### Stated task
Rewrite every line of the records below as a numbered list, leaving out blank lines. Omit the pictures from your list.

Dataset rows showing where objects appear
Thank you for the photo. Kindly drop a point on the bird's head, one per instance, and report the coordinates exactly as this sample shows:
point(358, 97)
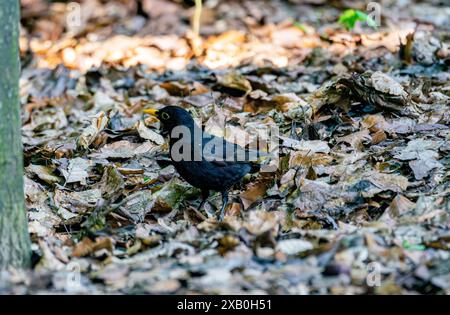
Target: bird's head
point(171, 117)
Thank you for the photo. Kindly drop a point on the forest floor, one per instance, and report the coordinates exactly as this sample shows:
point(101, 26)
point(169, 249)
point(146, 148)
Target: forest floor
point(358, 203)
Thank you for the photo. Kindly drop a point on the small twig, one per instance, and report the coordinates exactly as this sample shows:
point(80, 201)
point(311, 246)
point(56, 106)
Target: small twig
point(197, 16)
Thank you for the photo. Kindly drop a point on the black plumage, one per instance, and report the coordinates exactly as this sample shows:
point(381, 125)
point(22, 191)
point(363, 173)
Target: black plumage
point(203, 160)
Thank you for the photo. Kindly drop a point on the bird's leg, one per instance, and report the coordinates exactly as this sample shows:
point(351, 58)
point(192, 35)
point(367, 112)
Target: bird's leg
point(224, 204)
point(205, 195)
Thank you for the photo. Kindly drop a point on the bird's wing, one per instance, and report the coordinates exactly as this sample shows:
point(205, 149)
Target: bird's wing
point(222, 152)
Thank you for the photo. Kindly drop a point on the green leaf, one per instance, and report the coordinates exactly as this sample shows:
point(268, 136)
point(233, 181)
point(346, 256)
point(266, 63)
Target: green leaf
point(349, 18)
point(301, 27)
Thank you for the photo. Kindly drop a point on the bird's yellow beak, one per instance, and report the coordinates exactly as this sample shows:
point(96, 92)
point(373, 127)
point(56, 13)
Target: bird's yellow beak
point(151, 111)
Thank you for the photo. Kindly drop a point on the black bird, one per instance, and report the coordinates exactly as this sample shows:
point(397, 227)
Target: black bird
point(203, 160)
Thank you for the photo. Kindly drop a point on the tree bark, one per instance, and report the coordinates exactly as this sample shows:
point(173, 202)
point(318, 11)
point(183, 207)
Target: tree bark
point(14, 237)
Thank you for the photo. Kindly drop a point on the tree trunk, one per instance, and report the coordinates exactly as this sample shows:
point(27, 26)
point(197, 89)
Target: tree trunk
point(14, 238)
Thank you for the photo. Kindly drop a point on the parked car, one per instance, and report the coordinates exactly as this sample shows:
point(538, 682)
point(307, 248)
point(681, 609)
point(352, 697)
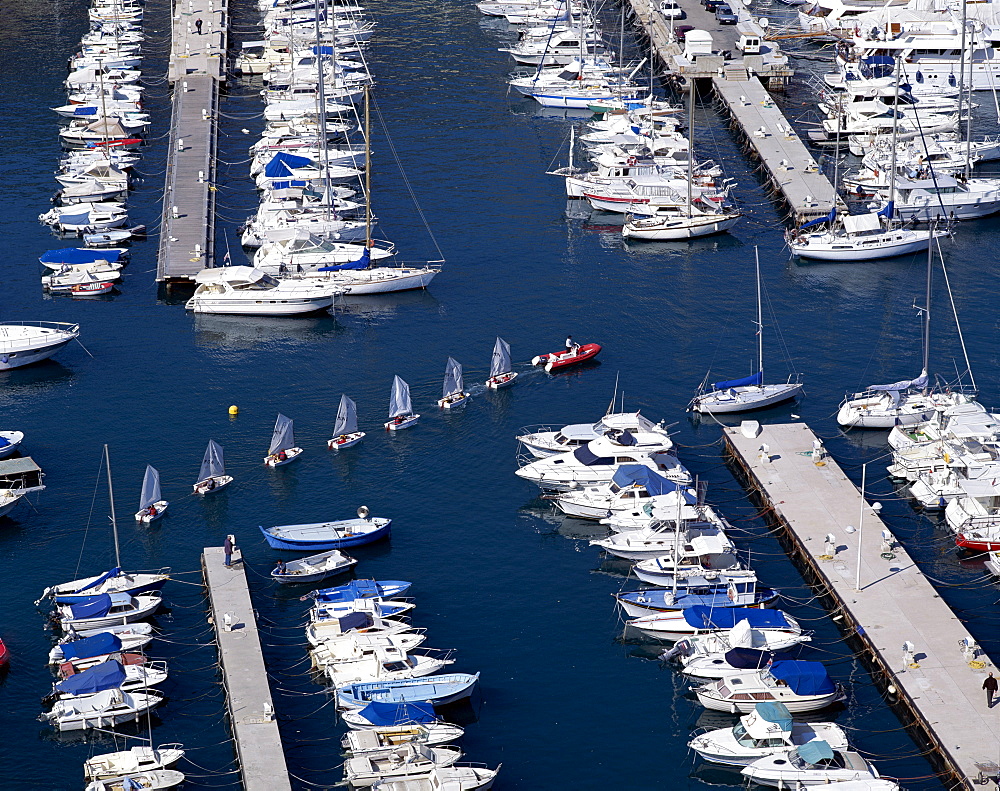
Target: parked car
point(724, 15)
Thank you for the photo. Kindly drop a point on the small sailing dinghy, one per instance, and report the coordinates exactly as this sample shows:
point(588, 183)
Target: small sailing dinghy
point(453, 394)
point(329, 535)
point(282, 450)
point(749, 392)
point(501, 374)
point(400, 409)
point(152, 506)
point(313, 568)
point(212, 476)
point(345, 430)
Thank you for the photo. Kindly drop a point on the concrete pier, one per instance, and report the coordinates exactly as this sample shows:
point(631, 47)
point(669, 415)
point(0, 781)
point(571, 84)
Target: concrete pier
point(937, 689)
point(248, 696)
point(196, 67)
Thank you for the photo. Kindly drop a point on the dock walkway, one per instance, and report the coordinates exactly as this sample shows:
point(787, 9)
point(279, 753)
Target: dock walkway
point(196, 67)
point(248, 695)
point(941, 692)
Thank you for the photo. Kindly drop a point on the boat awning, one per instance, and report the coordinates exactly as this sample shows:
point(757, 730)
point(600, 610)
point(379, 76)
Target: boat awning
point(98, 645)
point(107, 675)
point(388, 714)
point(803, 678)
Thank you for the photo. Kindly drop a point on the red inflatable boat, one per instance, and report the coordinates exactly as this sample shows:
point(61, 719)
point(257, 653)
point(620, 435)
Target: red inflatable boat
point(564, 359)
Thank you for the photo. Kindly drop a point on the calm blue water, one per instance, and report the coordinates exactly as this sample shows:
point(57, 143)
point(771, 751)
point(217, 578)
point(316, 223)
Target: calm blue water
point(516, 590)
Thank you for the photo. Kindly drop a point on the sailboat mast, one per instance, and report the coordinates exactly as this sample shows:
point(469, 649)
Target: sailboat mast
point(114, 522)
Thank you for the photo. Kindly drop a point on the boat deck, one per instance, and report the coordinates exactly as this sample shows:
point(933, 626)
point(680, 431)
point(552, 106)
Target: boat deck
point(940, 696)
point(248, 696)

### The result
1. Thank you for the photo. Kindly drop a point on the bird's head, one per instance, and report the coordinates exactly as this sample shows:
2. point(358, 97)
3. Target: bird's head
4. point(171, 117)
5. Thank you for the photo. Kindly drop a point on the forest floor, one per instance, and report the coordinates exactly as this sample shows:
6. point(101, 26)
7. point(169, 249)
8. point(146, 148)
9. Target: forest floor
10. point(358, 203)
11. Thank you for the photo. Kindly drop a point on the small twig, one per instance, and report the coordinates exactly as this sample shows:
12. point(80, 201)
13. point(311, 246)
14. point(56, 106)
15. Target: small twig
16. point(197, 16)
17. Thank you for the photo. Kindly drop a point on the black plumage, one per instance, and report the coordinates exactly as this sample shows:
18. point(381, 125)
19. point(22, 191)
20. point(363, 173)
21. Target: black plumage
22. point(203, 160)
23. Thank you for the photo. Kindly drop a point on the bird's leg, one per instance, and report the coordinates exactly as this sample shows:
24. point(351, 58)
25. point(192, 35)
26. point(367, 112)
27. Target: bird's leg
28. point(224, 204)
29. point(205, 195)
30. Thank you for the photo. Kindly drop a point on the bird's wing, one per instance, and report the coordinates exactly as this sample shows:
31. point(205, 149)
32. Target: bird's wing
33. point(222, 152)
34. Thank you for the photo. Kindly drop a point on the green leaf, one per instance, and report the coordinates exactly as this sample shows:
35. point(268, 136)
36. point(233, 181)
37. point(346, 256)
38. point(266, 63)
39. Target: green leaf
40. point(349, 18)
41. point(301, 27)
42. Thank you for the photo. Kindly drop a point on the bird's yellow beak, one per instance, and report the coordinates exactly as this sample shows:
43. point(96, 92)
44. point(373, 127)
45. point(56, 13)
46. Target: bird's yellow beak
47. point(151, 111)
48. Thank you for the photo. Kindly drop a point on the black bird, one per instance, and report the coordinates exactly as this sample shows:
49. point(397, 227)
50. Target: black bird
51. point(203, 160)
52. Thank you for the photo. Kindly drop a point on the tree bark, one per instance, and report the coordinates exactly as this sample shows:
53. point(173, 202)
54. point(318, 11)
55. point(183, 207)
56. Target: tree bark
57. point(14, 237)
58. Thank you for the photo. Kindly drop a point on the tree trunk, one per instance, and report the coordinates exactly as this sample shows:
59. point(27, 26)
60. point(197, 89)
61. Target: tree trunk
62. point(14, 238)
63. Thank you for the photo. Kindly drop a point on the parked car, one per instance, and report the coordinates exactly as this sample shows:
64. point(538, 682)
65. point(307, 248)
66. point(681, 609)
67. point(352, 697)
68. Target: parked car
69. point(724, 15)
70. Thank you for the photo. Kindly drop a point on the small sailing dinghy, one per instance, and report the coordinates exactly as this sample shows:
71. point(588, 183)
72. Target: small sailing dinghy
73. point(453, 394)
74. point(329, 535)
75. point(282, 450)
76. point(749, 392)
77. point(501, 374)
78. point(400, 409)
79. point(152, 506)
80. point(313, 568)
81. point(212, 476)
82. point(345, 430)
83. Thank you for the photo. Kindly drop a point on the concrete pier, one per instance, and report the coordinates exactly as this sample shows:
84. point(631, 47)
85. point(669, 415)
86. point(0, 781)
87. point(571, 84)
88. Target: concrete pier
89. point(937, 689)
90. point(248, 696)
91. point(196, 67)
92. Thank you for the photo. Kindly drop a point on the dock walkway, one per instance, and report the coordinates exactly as this sample shows:
93. point(787, 9)
94. point(279, 753)
95. Target: dock walkway
96. point(196, 67)
97. point(248, 695)
98. point(941, 692)
99. Thank you for the photo. Kindly drop a point on the boat awning, one per instance, and report the coordinates exactly as this sample shows:
100. point(757, 730)
101. point(600, 610)
102. point(379, 76)
103. Target: boat awning
104. point(98, 645)
105. point(107, 675)
106. point(388, 714)
107. point(803, 678)
108. Thank you for the photo. Kindly drop a point on the red inflatable boat, one per instance, and report the coordinates exactly as this sample shows:
109. point(61, 719)
110. point(257, 653)
111. point(620, 435)
112. Target: red inflatable boat
113. point(564, 359)
114. Thank you for the photo. Kindly drop a point on the calm blue water, one per instance, and report the coordinates exactly as this sample shows:
115. point(57, 143)
116. point(771, 751)
117. point(217, 578)
118. point(316, 223)
119. Target: calm blue water
120. point(516, 590)
121. Thank you for the photo. Kindly drop a point on the sailboat mast, one per instance, and report the coordinates exactly as this sample shows:
122. point(469, 649)
123. Target: sailboat mast
124. point(114, 522)
125. Thank you for the photo. Kindly drop a point on the boat deck, one per instance, and report the coordinates exactly as this sample shows:
126. point(933, 626)
127. point(680, 431)
128. point(552, 106)
129. Target: boat deck
130. point(940, 696)
131. point(248, 696)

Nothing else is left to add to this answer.